### Passage
Comparative analysis for five fixations of Pauwels-I by the biomechanical finite-element method

• Published in: Journal of investigative surgery Vol. 33; no. 5; pp. 428 - 437
• Main Authors: Jian-Qiao Peng, Matthew, Chen, Hai-Yan, Ju, XiangYang, Hu, Yong, Ayoub, Ashraf, Khambay, Balvinder, Liu, ZiQing, Bai, Bo
• Format: Journal Article
• Language: English
• Published: United States Taylor & Francis 27.05.2020; Taylor & Francis Group
• Subjects: Adult; Biomechanical Phenomena; Bone Plates; Bone Screws; displacement; Elastic Modulus; FEA; Femoral Neck Fractures - classification; Femoral Neck Fractures - diagnosis; Femoral Neck Fractures - surgery; Femur - diagnostic imaging; Femur - injuries; Femur - surgery; Finite Element Analysis; fixation; Fracture Fixation, Internal - instrumentation; Fracture Fixation, Internal - methods; Hemiarthroplasty - instrumentation; Hemiarthroplasty - methods; Hip Prosthesis; Humans; Imaging, Three-Dimensional; Materials Testing; Models, Biological; Osteotomy - instrumentation; Osteotomy - methods; Pauwels-I; Prosthesis Design; stress; Tomography, X-Ray Computed; fixation; stress; displacement; FEA; Pauwels-I
• ISSN: 0894-1939; 1521-0553
• DOI: 10.1080/08941939.2018.1533054

Background: Little is known about how biomechanics govern the five fixtures such as DHS, MLS, DHS + LS, LP, and HA are accepted as common therapeutic techniques. Aims and objectives: A series of numerical models for a femoral neck fracture of Pauwels-I will be constructed by innovative approach of finite element in order to determine the most optimized option in comparison with biomechanical performance. Method: Twenty sets of computer tomography scanned femora were imported onto Mimics to extract 3 D models; these specimens were transferred to Geomagic-Studio for a simulative osteotomy and kyrtograph; then, they underwent UG to fit simulative solid models; 5 sorts of fixture were then expressed by Pro-Engineer virtually. After processing with HyperMesh, all compartments (fracture model + internal implant) were assembled onto 5 systems: "Dynamic Hip Screw (DHS), Multiple Lag screw (MLS), DHS + LS, femoral Locking Plate (LP) and HemiArthroplasty (HA)." Eventually, numerical models of the finite-elemental analysis were exported to AnSys to determine the solution. Result: Four models of fixation and a simulation of HA for Pauwels-I were established, validated, and analyzed with the following findings: In term of displacement, these 5 fixtures ranged between 0.3801 and 0.7536 mm have no significant difference; in term of stress, the averages of peaks for integral assemblage are b(MLS) = 43.5766 ≈< d(LP) = 43.6657 ≈< e(Ha) = 43.6657 < c(DHS + LS) = 66.5494 < a(DHS) = 105.617 in MPa indicate that MLS, LP and HA are not significantly different, but less than DHS + LS or DHS in each. Conclusion: A fixture of MLS or LP with optional HA should be recommended to clinically optimize a Pauwels-I facture.

### Material shown

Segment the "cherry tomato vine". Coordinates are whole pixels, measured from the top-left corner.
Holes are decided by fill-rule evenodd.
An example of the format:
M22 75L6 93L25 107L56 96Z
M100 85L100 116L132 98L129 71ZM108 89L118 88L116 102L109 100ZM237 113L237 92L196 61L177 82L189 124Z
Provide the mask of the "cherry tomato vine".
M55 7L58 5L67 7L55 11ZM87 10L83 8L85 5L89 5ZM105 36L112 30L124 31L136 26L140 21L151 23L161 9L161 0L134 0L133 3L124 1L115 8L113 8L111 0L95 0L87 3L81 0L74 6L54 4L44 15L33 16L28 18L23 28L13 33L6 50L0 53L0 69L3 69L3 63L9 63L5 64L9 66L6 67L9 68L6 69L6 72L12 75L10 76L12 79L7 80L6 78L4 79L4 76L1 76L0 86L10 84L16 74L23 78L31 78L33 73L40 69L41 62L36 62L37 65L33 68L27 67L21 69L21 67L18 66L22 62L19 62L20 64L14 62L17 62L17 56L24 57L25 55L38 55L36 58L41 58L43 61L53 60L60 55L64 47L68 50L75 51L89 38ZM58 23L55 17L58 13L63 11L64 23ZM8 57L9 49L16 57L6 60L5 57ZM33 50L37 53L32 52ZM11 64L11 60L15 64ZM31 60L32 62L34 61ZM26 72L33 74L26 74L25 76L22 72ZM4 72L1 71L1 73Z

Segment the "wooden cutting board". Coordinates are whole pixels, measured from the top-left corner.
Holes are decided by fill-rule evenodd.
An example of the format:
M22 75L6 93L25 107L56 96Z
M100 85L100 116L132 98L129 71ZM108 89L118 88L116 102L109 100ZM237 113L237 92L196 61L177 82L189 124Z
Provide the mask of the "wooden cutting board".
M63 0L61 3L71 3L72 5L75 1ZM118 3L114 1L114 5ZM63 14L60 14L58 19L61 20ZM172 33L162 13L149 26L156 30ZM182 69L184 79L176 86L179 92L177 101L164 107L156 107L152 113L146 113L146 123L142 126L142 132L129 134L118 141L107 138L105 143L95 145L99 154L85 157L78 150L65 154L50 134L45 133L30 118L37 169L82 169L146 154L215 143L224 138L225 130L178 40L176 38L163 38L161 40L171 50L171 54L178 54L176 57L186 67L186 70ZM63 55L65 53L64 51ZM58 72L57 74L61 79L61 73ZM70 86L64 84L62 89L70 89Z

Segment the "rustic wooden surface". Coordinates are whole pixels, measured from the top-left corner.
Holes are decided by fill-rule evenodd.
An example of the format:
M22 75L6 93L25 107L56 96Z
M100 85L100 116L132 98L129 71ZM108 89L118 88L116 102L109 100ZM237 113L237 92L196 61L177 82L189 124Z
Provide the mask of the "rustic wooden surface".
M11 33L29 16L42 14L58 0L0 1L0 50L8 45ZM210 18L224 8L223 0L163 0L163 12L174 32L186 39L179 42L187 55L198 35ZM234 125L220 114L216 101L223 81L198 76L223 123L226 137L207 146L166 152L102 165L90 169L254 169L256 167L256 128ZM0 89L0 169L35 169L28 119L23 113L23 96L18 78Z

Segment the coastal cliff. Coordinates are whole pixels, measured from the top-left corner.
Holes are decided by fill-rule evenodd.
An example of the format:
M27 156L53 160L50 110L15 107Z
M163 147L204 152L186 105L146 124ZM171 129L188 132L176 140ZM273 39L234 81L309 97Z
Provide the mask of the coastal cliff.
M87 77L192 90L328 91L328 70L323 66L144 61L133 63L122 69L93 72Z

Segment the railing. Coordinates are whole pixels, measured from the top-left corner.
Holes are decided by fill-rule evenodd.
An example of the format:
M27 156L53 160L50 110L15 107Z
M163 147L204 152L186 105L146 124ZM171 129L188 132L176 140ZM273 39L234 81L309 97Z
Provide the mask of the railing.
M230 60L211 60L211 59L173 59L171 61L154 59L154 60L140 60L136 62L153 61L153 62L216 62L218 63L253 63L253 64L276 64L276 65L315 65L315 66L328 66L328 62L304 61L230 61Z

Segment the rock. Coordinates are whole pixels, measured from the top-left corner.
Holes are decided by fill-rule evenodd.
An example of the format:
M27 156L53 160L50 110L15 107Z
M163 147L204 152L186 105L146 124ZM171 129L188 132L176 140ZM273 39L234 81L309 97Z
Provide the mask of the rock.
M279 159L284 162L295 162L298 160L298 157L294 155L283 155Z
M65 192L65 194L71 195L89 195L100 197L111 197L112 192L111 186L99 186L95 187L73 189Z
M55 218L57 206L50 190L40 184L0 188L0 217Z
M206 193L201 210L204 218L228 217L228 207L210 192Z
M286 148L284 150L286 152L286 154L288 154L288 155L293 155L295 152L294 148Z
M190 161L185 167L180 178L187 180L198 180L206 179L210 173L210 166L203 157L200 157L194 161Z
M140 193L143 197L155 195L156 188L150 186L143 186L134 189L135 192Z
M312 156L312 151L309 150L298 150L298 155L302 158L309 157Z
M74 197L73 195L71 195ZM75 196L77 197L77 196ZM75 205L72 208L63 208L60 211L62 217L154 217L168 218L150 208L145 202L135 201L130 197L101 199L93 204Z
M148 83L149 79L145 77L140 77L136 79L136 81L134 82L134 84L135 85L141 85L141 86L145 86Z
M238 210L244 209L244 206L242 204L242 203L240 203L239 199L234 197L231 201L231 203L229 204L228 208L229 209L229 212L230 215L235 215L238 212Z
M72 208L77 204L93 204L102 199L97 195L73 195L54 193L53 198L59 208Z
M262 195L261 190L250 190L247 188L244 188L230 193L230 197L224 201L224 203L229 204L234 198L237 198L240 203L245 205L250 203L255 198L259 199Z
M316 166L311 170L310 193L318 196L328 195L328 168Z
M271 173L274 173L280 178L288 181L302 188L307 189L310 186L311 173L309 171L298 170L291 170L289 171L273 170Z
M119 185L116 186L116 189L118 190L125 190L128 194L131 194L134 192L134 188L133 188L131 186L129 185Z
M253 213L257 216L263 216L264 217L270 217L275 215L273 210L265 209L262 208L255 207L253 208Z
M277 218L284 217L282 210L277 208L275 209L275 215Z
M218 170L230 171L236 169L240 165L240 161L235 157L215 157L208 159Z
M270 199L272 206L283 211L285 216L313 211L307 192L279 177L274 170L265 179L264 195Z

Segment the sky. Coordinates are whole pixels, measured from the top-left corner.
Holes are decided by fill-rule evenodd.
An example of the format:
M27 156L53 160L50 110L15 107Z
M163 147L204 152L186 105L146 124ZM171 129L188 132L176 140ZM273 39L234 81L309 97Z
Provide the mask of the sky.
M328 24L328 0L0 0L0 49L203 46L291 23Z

### Exercise directions
In the femoral neck fixation abstract, into which software were the computed tomography scans of the femora first imported to extract 3D models?

### Response to this task
Mimics